[Сохранённые данные]

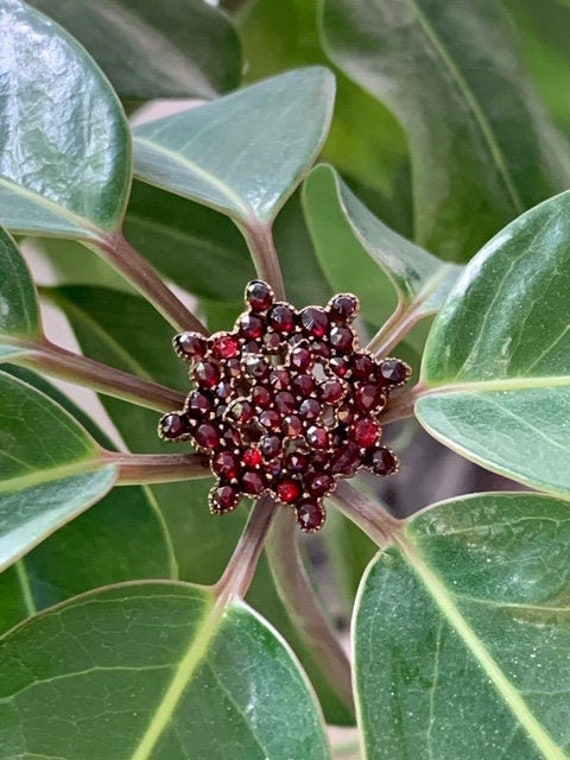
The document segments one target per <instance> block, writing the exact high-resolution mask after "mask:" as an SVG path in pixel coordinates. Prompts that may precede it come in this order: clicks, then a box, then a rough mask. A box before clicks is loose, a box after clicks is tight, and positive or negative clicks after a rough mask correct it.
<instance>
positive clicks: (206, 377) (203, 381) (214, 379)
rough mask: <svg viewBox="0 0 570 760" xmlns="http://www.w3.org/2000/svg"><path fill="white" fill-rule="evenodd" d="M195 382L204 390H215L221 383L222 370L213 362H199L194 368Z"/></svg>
mask: <svg viewBox="0 0 570 760" xmlns="http://www.w3.org/2000/svg"><path fill="white" fill-rule="evenodd" d="M194 380H196V382H197V383H198V385H201V386H202V388H213V387H214V386H215V385H217V384H218V383H219V381H220V368H219V366H218V365H217V364H212V363H211V362H198V364H197V365H196V366H195V367H194Z"/></svg>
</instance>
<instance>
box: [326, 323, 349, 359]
mask: <svg viewBox="0 0 570 760" xmlns="http://www.w3.org/2000/svg"><path fill="white" fill-rule="evenodd" d="M329 340H330V344H331V346H332V347H333V348H334V349H336V350H337V351H341V352H342V353H346V352H347V351H350V349H351V348H352V342H353V340H354V335H353V333H352V330H351V329H350V327H333V329H332V330H331V331H330V335H329Z"/></svg>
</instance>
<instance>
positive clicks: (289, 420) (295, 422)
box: [281, 414, 303, 438]
mask: <svg viewBox="0 0 570 760" xmlns="http://www.w3.org/2000/svg"><path fill="white" fill-rule="evenodd" d="M281 429H282V430H283V433H284V435H287V436H289V437H290V438H295V437H296V436H298V435H300V434H301V432H302V431H303V423H302V422H301V420H300V419H299V417H297V415H295V414H288V415H287V416H286V417H285V418H284V419H283V424H282V425H281Z"/></svg>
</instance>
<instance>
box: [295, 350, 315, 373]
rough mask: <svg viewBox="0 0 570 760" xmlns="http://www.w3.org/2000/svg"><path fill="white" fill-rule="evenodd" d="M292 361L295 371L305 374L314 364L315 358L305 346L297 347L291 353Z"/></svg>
mask: <svg viewBox="0 0 570 760" xmlns="http://www.w3.org/2000/svg"><path fill="white" fill-rule="evenodd" d="M290 361H291V365H292V366H293V367H295V369H298V370H300V371H301V372H304V371H305V370H306V369H309V367H310V366H311V364H312V363H313V358H312V355H311V352H310V351H309V349H308V348H305V346H295V348H294V349H293V350H292V351H291V357H290Z"/></svg>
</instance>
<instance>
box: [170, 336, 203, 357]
mask: <svg viewBox="0 0 570 760" xmlns="http://www.w3.org/2000/svg"><path fill="white" fill-rule="evenodd" d="M174 350H175V351H176V353H177V354H178V355H179V356H181V357H182V358H183V359H196V358H201V357H202V356H205V354H206V340H205V338H203V337H202V336H201V335H198V334H197V333H190V332H187V333H181V334H180V335H176V336H175V338H174Z"/></svg>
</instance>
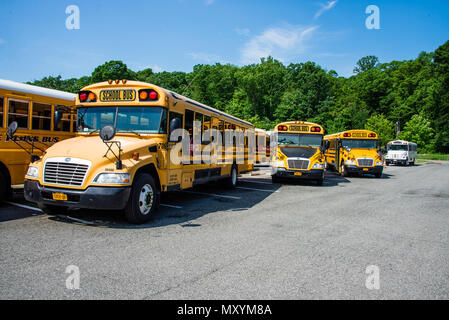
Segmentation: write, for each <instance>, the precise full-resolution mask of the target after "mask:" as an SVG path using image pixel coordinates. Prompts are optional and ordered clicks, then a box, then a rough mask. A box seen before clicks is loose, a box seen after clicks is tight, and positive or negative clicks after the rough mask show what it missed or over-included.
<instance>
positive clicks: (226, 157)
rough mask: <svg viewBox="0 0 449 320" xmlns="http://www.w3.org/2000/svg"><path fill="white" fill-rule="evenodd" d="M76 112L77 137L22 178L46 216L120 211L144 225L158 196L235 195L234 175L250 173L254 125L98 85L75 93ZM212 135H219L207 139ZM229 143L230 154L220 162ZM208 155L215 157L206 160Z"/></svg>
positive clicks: (134, 88)
mask: <svg viewBox="0 0 449 320" xmlns="http://www.w3.org/2000/svg"><path fill="white" fill-rule="evenodd" d="M75 109H76V111H77V133H76V137H74V138H72V139H69V140H65V141H62V142H59V143H57V144H55V145H54V146H53V147H51V148H50V149H48V150H47V152H46V154H45V155H44V156H43V157H42V158H41V159H40V160H39V161H36V162H35V163H33V164H31V165H30V167H29V171H28V173H27V176H26V181H25V198H26V199H27V200H28V201H31V202H36V203H37V204H38V205H39V207H40V208H41V209H42V210H43V211H45V212H55V211H56V212H61V210H64V209H65V208H93V209H106V210H112V209H115V210H124V213H125V216H126V218H127V219H128V220H129V221H130V222H132V223H143V222H146V221H148V220H149V219H150V217H151V216H152V214H153V212H154V211H155V210H156V209H157V207H158V205H159V200H160V193H161V192H165V191H174V190H183V189H187V188H191V187H193V186H194V185H196V184H202V183H206V182H209V181H213V180H221V181H223V182H225V183H226V184H227V185H228V186H230V187H234V186H235V185H236V184H237V177H238V174H240V173H242V172H247V171H250V170H252V169H253V160H252V159H251V155H253V154H254V150H253V148H252V147H251V146H250V145H249V141H251V139H249V138H248V136H246V135H248V134H251V133H252V134H253V135H254V126H253V125H252V124H251V123H249V122H246V121H243V120H241V119H239V118H236V117H234V116H232V115H229V114H226V113H224V112H221V111H219V110H216V109H214V108H212V107H209V106H206V105H204V104H201V103H199V102H197V101H194V100H192V99H189V98H186V97H184V96H182V95H179V94H177V93H174V92H172V91H169V90H166V89H164V88H161V87H158V86H155V85H152V84H149V83H144V82H138V81H126V80H120V81H119V80H115V81H107V82H101V83H97V84H93V85H90V86H87V87H85V88H83V89H82V90H81V91H80V92H79V93H78V95H77V97H76V105H75ZM209 129H211V130H209ZM212 131H213V132H214V133H217V132H218V133H220V134H219V135H218V134H217V135H216V136H215V135H214V136H213V138H212V137H211V138H210V139H207V138H205V134H206V133H208V132H209V133H210V132H212ZM177 132H178V133H179V132H181V133H182V134H181V135H177ZM198 132H199V137H198ZM233 132H234V133H235V132H239V133H243V135H241V134H240V135H237V134H236V135H234V136H233V135H232V133H233ZM228 133H229V135H228ZM229 137H230V138H229ZM228 138H229V139H231V140H232V141H231V142H232V145H233V146H234V147H232V148H231V150H230V152H228V151H229V150H224V151H226V152H222V153H221V154H219V151H220V150H218V149H219V148H220V147H221V151H223V149H229V148H224V147H223V145H225V146H227V145H228V143H227V142H228V141H224V140H226V139H228ZM195 140H198V141H195ZM203 140H204V141H203ZM237 140H240V141H237ZM223 142H225V143H224V144H223ZM235 145H239V146H241V147H238V148H237V147H235ZM184 146H187V147H186V148H185V147H184ZM215 148H216V149H215ZM206 149H209V151H211V150H212V149H214V150H215V151H217V153H215V152H209V155H210V158H208V157H207V152H206V151H207V150H206ZM213 154H215V156H216V158H215V160H214V159H213ZM211 159H212V160H214V161H210V160H211ZM219 159H221V160H223V161H218V160H219ZM181 160H182V161H181Z"/></svg>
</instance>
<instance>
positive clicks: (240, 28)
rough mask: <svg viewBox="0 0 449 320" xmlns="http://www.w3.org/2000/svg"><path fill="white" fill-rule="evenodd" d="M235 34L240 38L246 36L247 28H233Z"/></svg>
mask: <svg viewBox="0 0 449 320" xmlns="http://www.w3.org/2000/svg"><path fill="white" fill-rule="evenodd" d="M235 32H236V33H237V34H238V35H240V36H247V35H249V33H250V30H249V29H248V28H235Z"/></svg>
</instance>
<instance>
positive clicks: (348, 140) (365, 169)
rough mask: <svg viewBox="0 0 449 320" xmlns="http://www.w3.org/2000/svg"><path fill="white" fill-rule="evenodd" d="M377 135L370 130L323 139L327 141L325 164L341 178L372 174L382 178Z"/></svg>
mask: <svg viewBox="0 0 449 320" xmlns="http://www.w3.org/2000/svg"><path fill="white" fill-rule="evenodd" d="M378 138H379V137H378V135H377V133H375V132H373V131H370V130H348V131H344V132H339V133H335V134H330V135H327V136H325V137H324V140H325V141H329V149H327V151H326V162H327V166H328V167H329V168H333V169H335V170H336V171H337V172H339V173H340V174H341V175H342V176H344V177H346V176H348V175H349V174H352V173H355V174H366V173H368V174H374V175H375V176H376V178H380V177H381V176H382V170H383V160H382V155H381V153H380V151H379V150H378V147H379V142H378Z"/></svg>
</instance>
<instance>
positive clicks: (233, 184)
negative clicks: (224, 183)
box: [226, 164, 239, 189]
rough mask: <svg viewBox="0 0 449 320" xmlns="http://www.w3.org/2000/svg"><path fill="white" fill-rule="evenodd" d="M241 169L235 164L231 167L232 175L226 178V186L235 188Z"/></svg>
mask: <svg viewBox="0 0 449 320" xmlns="http://www.w3.org/2000/svg"><path fill="white" fill-rule="evenodd" d="M238 175H239V171H238V169H237V165H236V164H233V165H232V167H231V175H230V177H229V178H227V179H226V187H228V188H230V189H234V188H235V187H236V186H237V181H238Z"/></svg>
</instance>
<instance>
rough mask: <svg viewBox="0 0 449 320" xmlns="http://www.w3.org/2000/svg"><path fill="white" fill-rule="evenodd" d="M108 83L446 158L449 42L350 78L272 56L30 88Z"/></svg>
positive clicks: (367, 65)
mask: <svg viewBox="0 0 449 320" xmlns="http://www.w3.org/2000/svg"><path fill="white" fill-rule="evenodd" d="M108 79H128V80H139V81H145V82H149V83H153V84H155V85H158V86H161V87H164V88H166V89H169V90H172V91H175V92H177V93H179V94H182V95H185V96H187V97H190V98H192V99H194V100H197V101H200V102H202V103H204V104H206V105H209V106H212V107H215V108H217V109H219V110H222V111H225V112H227V113H230V114H232V115H235V116H237V117H240V118H242V119H245V120H247V121H250V122H251V123H253V124H254V125H255V126H256V127H258V128H263V129H267V130H270V129H273V128H274V126H275V125H276V124H277V123H279V122H282V121H289V120H307V121H312V122H317V123H319V124H321V125H323V126H324V127H325V129H326V133H334V132H339V131H343V130H348V129H371V130H374V131H376V132H377V133H378V134H379V137H380V139H381V140H382V143H383V144H384V145H385V144H386V143H387V142H388V141H390V140H394V139H395V138H401V139H404V140H409V141H413V142H416V143H418V145H419V150H420V152H442V153H449V41H447V42H446V43H445V44H443V45H441V46H440V47H438V48H437V49H436V50H435V51H434V52H430V53H426V52H421V53H420V54H419V56H418V57H417V58H416V59H414V60H404V61H391V62H388V63H380V62H379V60H378V58H377V57H375V56H367V57H363V58H361V59H360V60H359V61H358V62H357V64H356V66H355V68H354V75H353V76H350V77H348V78H345V77H341V76H339V75H338V74H337V72H336V71H334V70H325V69H323V68H321V67H320V66H319V65H317V64H316V63H314V62H311V61H307V62H301V63H291V64H289V65H284V64H283V63H281V62H280V61H278V60H276V59H274V58H272V57H267V58H262V59H261V61H260V63H257V64H250V65H246V66H242V67H238V66H235V65H231V64H220V63H216V64H214V65H207V64H199V65H195V66H194V67H193V71H192V72H178V71H176V72H166V71H163V72H153V70H152V69H150V68H148V69H145V70H141V71H133V70H131V69H129V68H128V67H127V65H126V64H124V63H123V62H122V61H109V62H106V63H104V64H103V65H100V66H98V67H96V68H95V70H94V71H93V72H92V74H91V75H90V76H84V77H81V78H72V79H65V80H64V79H62V78H61V76H57V77H53V76H48V77H44V78H43V79H41V80H35V81H33V82H28V83H30V84H34V85H38V86H42V87H47V88H53V89H58V90H63V91H68V92H73V93H76V92H78V91H79V90H80V89H81V88H83V87H84V86H87V85H89V84H91V83H96V82H101V81H106V80H108ZM398 131H399V134H398V135H397V132H398Z"/></svg>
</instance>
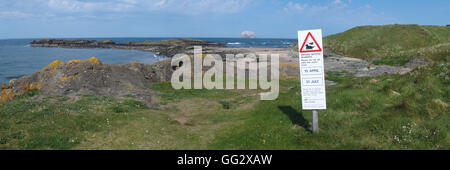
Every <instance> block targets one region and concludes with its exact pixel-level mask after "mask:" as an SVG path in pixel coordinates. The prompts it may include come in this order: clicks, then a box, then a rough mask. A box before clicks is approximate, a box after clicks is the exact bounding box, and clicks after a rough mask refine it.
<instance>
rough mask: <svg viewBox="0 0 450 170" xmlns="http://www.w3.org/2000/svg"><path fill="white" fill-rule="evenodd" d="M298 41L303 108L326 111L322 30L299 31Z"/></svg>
mask: <svg viewBox="0 0 450 170" xmlns="http://www.w3.org/2000/svg"><path fill="white" fill-rule="evenodd" d="M298 41H299V42H298V44H301V46H299V66H300V84H301V90H302V107H303V109H304V110H316V109H326V108H327V104H326V93H325V75H324V65H323V51H322V48H321V47H322V30H320V29H319V30H306V31H298Z"/></svg>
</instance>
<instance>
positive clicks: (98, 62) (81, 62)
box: [67, 57, 100, 65]
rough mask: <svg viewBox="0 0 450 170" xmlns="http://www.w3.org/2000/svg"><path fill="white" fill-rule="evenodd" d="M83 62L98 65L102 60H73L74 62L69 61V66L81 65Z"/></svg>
mask: <svg viewBox="0 0 450 170" xmlns="http://www.w3.org/2000/svg"><path fill="white" fill-rule="evenodd" d="M82 62H91V63H95V64H98V63H100V60H99V59H98V58H97V57H91V58H89V59H87V60H79V59H73V60H70V61H68V62H67V64H69V65H72V64H79V63H82Z"/></svg>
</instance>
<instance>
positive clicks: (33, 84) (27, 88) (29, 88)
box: [26, 82, 41, 91]
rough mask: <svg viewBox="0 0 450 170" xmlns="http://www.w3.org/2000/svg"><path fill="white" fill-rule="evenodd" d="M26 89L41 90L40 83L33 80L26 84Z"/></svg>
mask: <svg viewBox="0 0 450 170" xmlns="http://www.w3.org/2000/svg"><path fill="white" fill-rule="evenodd" d="M26 90H27V91H31V90H41V85H40V84H39V83H38V82H33V83H30V84H28V85H27V88H26Z"/></svg>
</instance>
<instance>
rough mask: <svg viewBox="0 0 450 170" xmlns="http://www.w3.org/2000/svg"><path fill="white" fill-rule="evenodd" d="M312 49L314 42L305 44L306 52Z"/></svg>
mask: <svg viewBox="0 0 450 170" xmlns="http://www.w3.org/2000/svg"><path fill="white" fill-rule="evenodd" d="M314 47H315V46H314V42H310V43H307V44H306V49H307V50H310V49H314Z"/></svg>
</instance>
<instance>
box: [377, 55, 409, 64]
mask: <svg viewBox="0 0 450 170" xmlns="http://www.w3.org/2000/svg"><path fill="white" fill-rule="evenodd" d="M409 60H410V58H409V57H385V58H378V59H375V60H374V61H373V62H372V64H375V65H391V66H403V65H405V64H406V63H408V62H409Z"/></svg>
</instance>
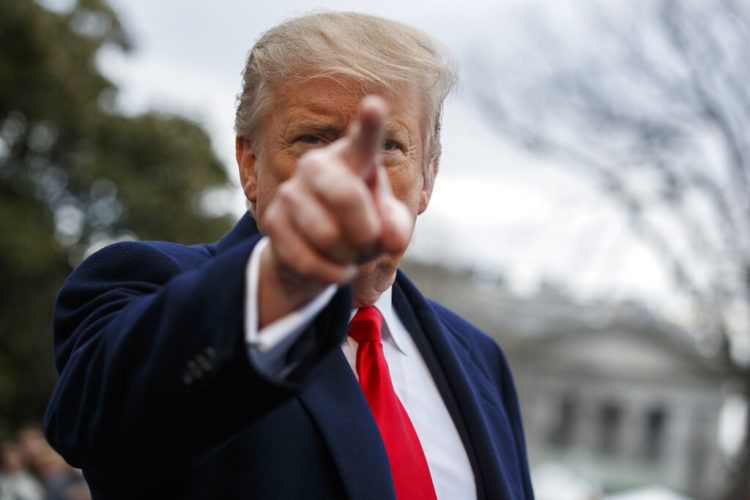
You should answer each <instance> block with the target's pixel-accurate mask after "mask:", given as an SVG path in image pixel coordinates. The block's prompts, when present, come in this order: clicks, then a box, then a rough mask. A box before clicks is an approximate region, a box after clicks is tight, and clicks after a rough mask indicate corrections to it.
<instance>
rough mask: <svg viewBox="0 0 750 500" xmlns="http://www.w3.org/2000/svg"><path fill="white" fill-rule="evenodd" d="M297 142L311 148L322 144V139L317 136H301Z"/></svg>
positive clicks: (321, 138)
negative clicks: (302, 142) (303, 143)
mask: <svg viewBox="0 0 750 500" xmlns="http://www.w3.org/2000/svg"><path fill="white" fill-rule="evenodd" d="M297 140H298V141H300V142H303V143H305V144H310V145H313V146H315V145H317V144H323V139H322V138H321V137H319V136H317V135H303V136H300V137H299V138H297Z"/></svg>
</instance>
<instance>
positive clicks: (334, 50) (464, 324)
mask: <svg viewBox="0 0 750 500" xmlns="http://www.w3.org/2000/svg"><path fill="white" fill-rule="evenodd" d="M440 54H441V52H440V50H439V48H438V47H437V46H436V44H435V42H433V41H432V40H431V39H430V38H429V37H427V36H426V35H424V34H423V33H421V32H419V31H417V30H415V29H413V28H411V27H408V26H405V25H402V24H400V23H395V22H392V21H388V20H385V19H380V18H375V17H370V16H364V15H359V14H338V13H322V14H314V15H311V16H305V17H301V18H297V19H293V20H290V21H287V22H285V23H283V24H282V25H280V26H277V27H276V28H274V29H272V30H271V31H269V32H268V33H266V34H265V35H264V36H263V37H262V38H261V39H260V40H259V41H258V42H257V44H256V45H255V47H254V48H253V50H252V51H251V53H250V55H249V57H248V61H247V65H246V67H245V72H244V86H243V90H242V93H241V95H240V97H239V104H238V109H237V120H236V129H237V141H236V153H237V155H236V156H237V162H238V165H239V170H240V179H241V183H242V186H243V189H244V191H245V194H246V196H247V199H248V202H249V206H250V211H251V213H252V216H249V215H248V216H245V217H244V218H243V219H242V220H241V221H240V222H239V223H238V224H237V226H236V227H235V228H234V229H233V230H232V231H231V232H230V233H229V234H227V236H225V237H224V238H223V239H222V240H221V241H220V242H218V243H216V244H213V245H199V246H193V247H185V246H181V245H176V244H171V243H164V242H139V243H120V244H117V245H113V246H111V247H108V248H106V249H104V250H102V251H100V252H98V253H97V254H94V255H93V256H92V257H90V258H89V259H88V260H87V261H85V262H84V263H83V264H82V265H81V266H79V268H78V269H77V270H76V271H75V272H74V273H73V274H72V275H71V277H70V278H69V279H68V281H67V282H66V283H65V285H64V286H63V288H62V290H61V292H60V295H59V298H58V303H57V308H56V312H55V355H56V363H57V367H58V370H59V371H60V380H59V382H58V384H57V387H56V388H55V392H54V394H53V396H52V399H51V401H50V405H49V409H48V412H47V417H46V425H47V436H48V438H49V439H50V441H51V442H52V443H53V444H54V446H55V447H56V448H57V449H58V450H60V452H61V453H62V454H63V455H64V456H65V457H66V458H67V459H68V460H69V461H70V463H72V464H74V465H77V466H80V467H82V468H83V471H84V474H85V475H86V477H87V479H88V480H89V483H90V485H91V487H92V491H93V492H94V496H95V497H99V498H115V497H117V498H119V497H123V498H142V497H146V496H155V497H160V498H165V497H174V498H222V499H223V498H373V499H381V498H393V497H394V496H398V497H399V498H435V497H439V498H476V497H478V498H509V499H521V498H531V497H532V492H531V487H530V482H529V476H528V469H527V464H526V456H525V450H524V443H523V433H522V430H521V422H520V417H519V414H518V405H517V401H516V396H515V392H514V389H513V385H512V381H511V378H510V373H509V371H508V367H507V364H506V363H505V361H504V358H503V357H502V354H501V353H500V351H499V349H498V348H497V346H496V345H495V344H494V343H493V342H492V341H491V340H489V339H488V338H487V337H486V336H484V335H483V334H482V333H481V332H479V331H478V330H476V329H475V328H474V327H472V326H471V325H469V324H468V323H466V322H465V321H463V320H462V319H460V318H458V317H457V316H456V315H454V314H453V313H451V312H449V311H448V310H446V309H444V308H443V307H441V306H439V305H438V304H435V303H433V302H430V301H428V300H427V299H425V298H424V297H423V296H422V295H421V294H420V293H419V292H418V291H417V289H416V288H415V287H414V285H412V284H411V283H410V282H409V281H408V279H407V278H406V277H405V276H404V275H403V274H401V273H398V272H397V266H398V262H399V259H400V257H401V255H402V254H403V252H404V251H405V250H406V247H407V245H408V243H409V240H410V238H411V233H412V230H413V227H414V222H415V220H416V218H417V216H418V215H419V214H420V213H422V212H423V211H424V210H425V209H426V208H427V205H428V203H429V200H430V196H431V194H432V187H433V183H434V180H435V175H436V174H437V169H438V159H439V154H440V147H439V124H440V109H441V106H442V102H443V99H444V98H445V96H446V94H447V93H448V91H449V90H450V88H451V86H452V84H453V78H454V77H453V73H452V72H451V70H450V69H449V67H448V66H447V65H446V64H445V62H444V60H443V58H442V56H441V55H440ZM256 221H257V222H256ZM394 280H395V281H394ZM352 316H353V319H352V321H351V326H349V321H350V319H351V318H352ZM347 333H348V334H349V336H347ZM381 335H382V342H381Z"/></svg>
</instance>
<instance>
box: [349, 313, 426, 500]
mask: <svg viewBox="0 0 750 500" xmlns="http://www.w3.org/2000/svg"><path fill="white" fill-rule="evenodd" d="M382 324H383V316H382V315H381V314H380V311H378V310H377V309H376V308H375V307H374V306H369V307H365V308H362V309H359V310H358V311H357V314H355V315H354V318H353V319H352V321H351V323H350V324H349V335H350V336H351V337H352V338H353V339H354V340H355V341H356V342H357V344H358V347H357V374H358V375H359V385H360V387H362V392H364V393H365V399H367V404H368V405H369V406H370V410H371V411H372V414H373V416H374V417H375V422H376V423H377V424H378V428H379V429H380V435H381V436H382V438H383V444H385V451H386V453H387V454H388V460H389V461H390V463H391V475H392V476H393V485H394V487H395V489H396V498H398V499H399V500H412V499H420V500H421V499H425V500H426V499H435V498H437V497H436V495H435V487H434V486H433V485H432V477H431V476H430V469H429V468H428V467H427V460H426V459H425V456H424V451H422V445H421V444H420V443H419V438H418V437H417V433H416V432H415V431H414V426H413V425H412V423H411V420H409V415H407V413H406V410H404V407H403V406H401V401H399V400H398V396H396V392H395V391H394V390H393V383H392V382H391V375H390V373H389V372H388V364H387V363H386V362H385V356H384V355H383V344H382V342H381V341H380V328H381V326H382Z"/></svg>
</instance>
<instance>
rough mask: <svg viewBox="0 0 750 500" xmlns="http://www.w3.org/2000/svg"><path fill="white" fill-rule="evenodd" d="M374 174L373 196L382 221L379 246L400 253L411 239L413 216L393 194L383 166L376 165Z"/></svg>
mask: <svg viewBox="0 0 750 500" xmlns="http://www.w3.org/2000/svg"><path fill="white" fill-rule="evenodd" d="M375 175H376V182H375V189H374V190H373V198H374V200H375V208H376V209H377V211H378V214H379V215H380V220H381V223H382V232H381V239H380V244H381V247H382V249H383V251H385V252H386V253H390V254H402V253H404V252H405V251H406V247H407V246H409V241H410V240H411V234H412V232H413V230H414V217H412V215H411V213H410V212H409V209H408V208H406V205H404V204H403V203H402V202H401V201H400V200H398V199H397V198H396V197H395V196H394V195H393V191H392V190H391V183H390V182H389V181H388V175H387V174H386V172H385V168H383V167H382V166H379V167H376V172H375Z"/></svg>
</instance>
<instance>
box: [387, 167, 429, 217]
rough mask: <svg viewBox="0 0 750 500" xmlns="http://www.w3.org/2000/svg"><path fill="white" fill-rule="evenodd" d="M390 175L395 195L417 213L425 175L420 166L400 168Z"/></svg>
mask: <svg viewBox="0 0 750 500" xmlns="http://www.w3.org/2000/svg"><path fill="white" fill-rule="evenodd" d="M398 170H399V172H394V173H393V174H392V175H390V176H389V178H390V181H391V189H392V190H393V194H394V196H396V198H398V199H399V200H400V201H401V202H402V203H403V204H404V205H406V206H407V207H408V208H409V210H410V211H411V212H413V213H414V214H416V213H417V212H418V210H419V201H420V195H421V193H422V183H423V177H422V173H421V171H420V170H419V169H418V167H414V166H409V167H408V168H403V169H402V168H401V167H399V168H398Z"/></svg>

• [ЗАДАНИЕ]:
Сколько строк записей содержат последовательность символов «over» с учётом регистра? Ответьте только числом.

• [ОТВЕТ]:
1